──────── EXCERPT PROVIDED ────────
Mr. Pemberton asserted that Ms. Morton violated his Fourth Amendment right to be free of illegal searches by acquiescing in or condoning the practice of making photocopies of litigation documents outside a prisoner’s presence. He also asserted that by returning his grievance appeal unanswered and placing him on grievance restriction extension, Ms. Morton violated his First Amendment right to access the courts because those acts were designed to frustrate his ability to exhaust his administrative remedies and thereby facilitate failure-to-exhaust defenses in future legal actions. He further alleged Ms. Morton had retaliated against him for filing grievances.

We need not address Mr. Pemberton’s argument that the district court misconstrued his allegations regarding Ms. Morton when the court determined she did not have the requisite personal participation. Instead, we affirm the dismissal of the claims against Ms. Morton on the ground that the statute of limitations had run. Our review of the limitations issue is de novo. Braxton v. Zavaras, 614 F.3d 1166, 1169 (10th Cir. 2010).

Oklahoma’s two-year statute of limitations applies to § 1983 claims. Beck v. City of Muskogee Police Dep’t, 195 F.3d 553, 557 (10th Cir. 1999). The complained-of conduct occurred in September 2012, and .Mr. Pemberton does not argue that (nor do we see any reason why) his claim accrued any later. He did not file his action until November 2014, more than two years later. His claims against Ms. Morton are therefore time-barred unless the limitations period can be tolled.
──────── STORED ROWS ────────
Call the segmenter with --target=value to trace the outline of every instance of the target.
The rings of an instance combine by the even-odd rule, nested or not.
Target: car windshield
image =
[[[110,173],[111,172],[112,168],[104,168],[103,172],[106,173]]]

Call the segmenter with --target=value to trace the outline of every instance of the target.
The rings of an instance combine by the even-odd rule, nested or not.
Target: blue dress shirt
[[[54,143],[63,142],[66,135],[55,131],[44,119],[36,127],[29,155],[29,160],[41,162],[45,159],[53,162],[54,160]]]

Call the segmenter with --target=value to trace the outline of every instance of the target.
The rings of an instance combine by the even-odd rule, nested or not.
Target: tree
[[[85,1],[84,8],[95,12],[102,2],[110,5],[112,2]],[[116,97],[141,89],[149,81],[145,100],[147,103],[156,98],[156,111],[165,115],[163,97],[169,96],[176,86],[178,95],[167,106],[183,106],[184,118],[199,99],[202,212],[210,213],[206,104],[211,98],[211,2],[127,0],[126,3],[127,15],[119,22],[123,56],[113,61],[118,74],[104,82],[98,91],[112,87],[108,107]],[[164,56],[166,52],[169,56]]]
────────
──────── STORED ROWS ────────
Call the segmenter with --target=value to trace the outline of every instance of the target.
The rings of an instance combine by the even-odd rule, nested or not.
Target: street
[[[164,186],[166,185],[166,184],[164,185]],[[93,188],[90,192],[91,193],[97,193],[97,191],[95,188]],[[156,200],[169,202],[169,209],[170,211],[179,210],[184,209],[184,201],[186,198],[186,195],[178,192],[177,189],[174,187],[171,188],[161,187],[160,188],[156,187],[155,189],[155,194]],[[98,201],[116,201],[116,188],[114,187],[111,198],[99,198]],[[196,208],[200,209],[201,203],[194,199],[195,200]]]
────────
#### [EXERCISE REQUIREMENTS]
• A. Based on the excerpt on Mr. Pemberton's claims against Ms. Morton, state whether each statement agrees with it, answering yes or no and quoting the deciding words: (i) The court upholds the dismissal of the claims against Ms. Morton because the limitations period had expired. (ii) A three-year Oklahoma statute of limitations governs § 1983 claims. (iii) Mr. Pemberton filed his action in November 2014.
• B. Resume the excerpt on Mr. Pemberton's claims against Ms. Morton, beginning immediately after its final sentence.
The entries are separate material, unconnected to the excerpt on Mr. Pemberton's claims against Ms. Morton.

#### [ANSWERS FOR THE EXERCISE]
• A.
(i) Yes: "we affirm the dismissal of the claims against Ms. Morton on the ground that the statute of limitations had run."
(ii) No: "Oklahoma’s two-year statute of limitations applies to § 1983 claims."
(iii) Yes: "He did not file his action until November 2014"

• B.
As he did in the district court, Mr. Pem-berton argues the limitations period should be tolled because the grievance process he initiated in July 2012 was not completed until March 2014, and the Prison Litigation Reform Act, 42- U.S.C. § 1997e(a), tolls the limitations period in such circumstances. The district court disagreed, and so do we. Nothing in § 1997e(a) refers to tolling. And in Roberts v. Barreras, we recognized that “in a § 1983 suit, state tolling rules, not federal ones, apply ... [to] both ... determining whether the filing of mandatory grievances requires tolling at all, and, if so, how that tolling is to be calculated.” 484 F.3d 1236, 1241 (10th Cir. 2007). We then examined New Mexico’s statutory and equitable tolling provisions. Id. at 1241-44.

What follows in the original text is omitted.